Muhammad Irfan Malik’s daughter was killed when she was 17 years and 2 months old, a college student. On October 20, 2009, she was with classmates in her university cafeteria when a suicide bomber detonated explosives that launched 46 ball bearings into her body. She died 43 days later.
But when casting blame, Malik turns to an equation that is common here - one that Pakistani officials often cite to explain why their country remains reluctant to fully confront Islamist militants despite acute pressure from the United States. Since 2001, when Islamabad partnered with Washington to combat the Taliban and al Qaeda, there have been 335 suicide bombings in Pakistan. Before 2001, there was one.
If Pakistan had never allied with the United States, Malik surmised, bombings such as the one that killed his daughter might never have occurred.
“The government is siding with the United States,” Malik said, his eyes damp. “The people are not.”
To Washington, which provides Pakistan with billions of dollars in aid, the carnage should be enough to turn the country’s public and its power structure firmly against Islamist militancy. But to ordinary as well as influential Pakistanis, the view is far less clear.
“I have become so unsafe that sometimes I think I should have my family leave Pakistan,” said Hamid Mir, a popular television host, explaining the view of many Pakistanis. “Why is that? It is because of the American policies in Pakistan.”
A recent Pew Research Center survey found that a large majority of Pakistanis consider suicide bombings unjustifiable. But majorities also view the United States, with its campaign of frequent drone strikes in Pakistan’s tribal areas, as an enemy.
“Society is in shock,” said Husnul Amin, an assistant professor of international relations at the International Islamic University. “They know that something has happened to us, but they can’t analyse what and how. There is a gray area in which even an educated person is confused.”

※

Exercise brief: Name every person quoted directly in the article on suicide bombings in Pakistan.

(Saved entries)
※

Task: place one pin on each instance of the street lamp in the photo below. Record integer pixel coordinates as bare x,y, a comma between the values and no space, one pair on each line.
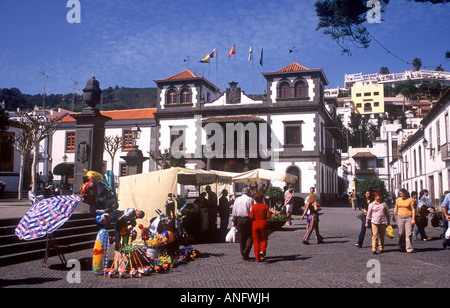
425,145
135,134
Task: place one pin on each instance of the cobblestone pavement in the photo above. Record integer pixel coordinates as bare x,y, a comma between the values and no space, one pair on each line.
335,264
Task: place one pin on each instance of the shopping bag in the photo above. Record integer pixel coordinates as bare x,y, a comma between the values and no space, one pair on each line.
390,232
231,236
447,234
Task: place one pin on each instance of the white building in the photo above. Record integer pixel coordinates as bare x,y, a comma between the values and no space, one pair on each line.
425,162
122,121
291,129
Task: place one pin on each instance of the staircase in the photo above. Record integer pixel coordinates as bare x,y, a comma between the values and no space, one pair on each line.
78,233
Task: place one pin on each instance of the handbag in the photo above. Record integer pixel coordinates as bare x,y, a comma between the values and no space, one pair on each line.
447,234
390,232
231,235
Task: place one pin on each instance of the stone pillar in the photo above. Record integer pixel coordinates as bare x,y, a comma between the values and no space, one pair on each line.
89,137
135,160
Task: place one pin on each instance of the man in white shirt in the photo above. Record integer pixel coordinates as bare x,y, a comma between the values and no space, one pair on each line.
243,223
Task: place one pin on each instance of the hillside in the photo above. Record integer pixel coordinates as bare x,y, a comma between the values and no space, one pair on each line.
113,98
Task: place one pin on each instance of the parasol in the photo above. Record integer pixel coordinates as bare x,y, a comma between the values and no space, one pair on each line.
46,216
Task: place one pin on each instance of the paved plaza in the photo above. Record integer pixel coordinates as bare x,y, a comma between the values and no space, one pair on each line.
335,264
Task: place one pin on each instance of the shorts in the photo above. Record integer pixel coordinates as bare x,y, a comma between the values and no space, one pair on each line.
289,207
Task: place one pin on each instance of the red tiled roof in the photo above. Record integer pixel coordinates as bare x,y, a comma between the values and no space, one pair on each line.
293,67
129,114
187,74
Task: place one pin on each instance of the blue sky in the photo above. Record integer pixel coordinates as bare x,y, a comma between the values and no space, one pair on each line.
132,43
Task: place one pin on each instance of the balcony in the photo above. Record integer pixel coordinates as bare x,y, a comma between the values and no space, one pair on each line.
333,157
445,152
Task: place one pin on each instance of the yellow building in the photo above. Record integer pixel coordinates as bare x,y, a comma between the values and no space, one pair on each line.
368,98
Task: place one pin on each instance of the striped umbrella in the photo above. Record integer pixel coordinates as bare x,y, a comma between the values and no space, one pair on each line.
46,216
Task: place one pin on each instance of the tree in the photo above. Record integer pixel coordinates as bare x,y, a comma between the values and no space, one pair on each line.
417,64
36,126
373,185
359,133
112,145
167,160
64,170
343,20
384,70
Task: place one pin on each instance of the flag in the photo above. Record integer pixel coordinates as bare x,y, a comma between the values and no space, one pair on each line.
232,51
261,59
206,59
213,53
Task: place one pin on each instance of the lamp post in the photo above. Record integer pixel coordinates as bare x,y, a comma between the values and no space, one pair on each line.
134,158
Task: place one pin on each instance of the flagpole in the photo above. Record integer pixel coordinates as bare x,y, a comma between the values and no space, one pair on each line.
235,65
261,61
217,65
253,77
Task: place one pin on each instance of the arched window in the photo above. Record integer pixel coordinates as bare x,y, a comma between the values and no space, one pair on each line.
284,90
171,97
294,170
301,89
186,96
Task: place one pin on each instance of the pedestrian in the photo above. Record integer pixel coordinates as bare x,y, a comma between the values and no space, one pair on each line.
289,204
243,223
224,212
364,207
313,209
445,208
378,216
422,214
50,178
353,198
2,188
404,206
124,219
212,209
260,228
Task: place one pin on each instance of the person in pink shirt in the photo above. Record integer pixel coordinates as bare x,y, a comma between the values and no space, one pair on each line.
378,214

※

Your solution: Muhammad Irfan Malik, Hamid Mir, Husnul Amin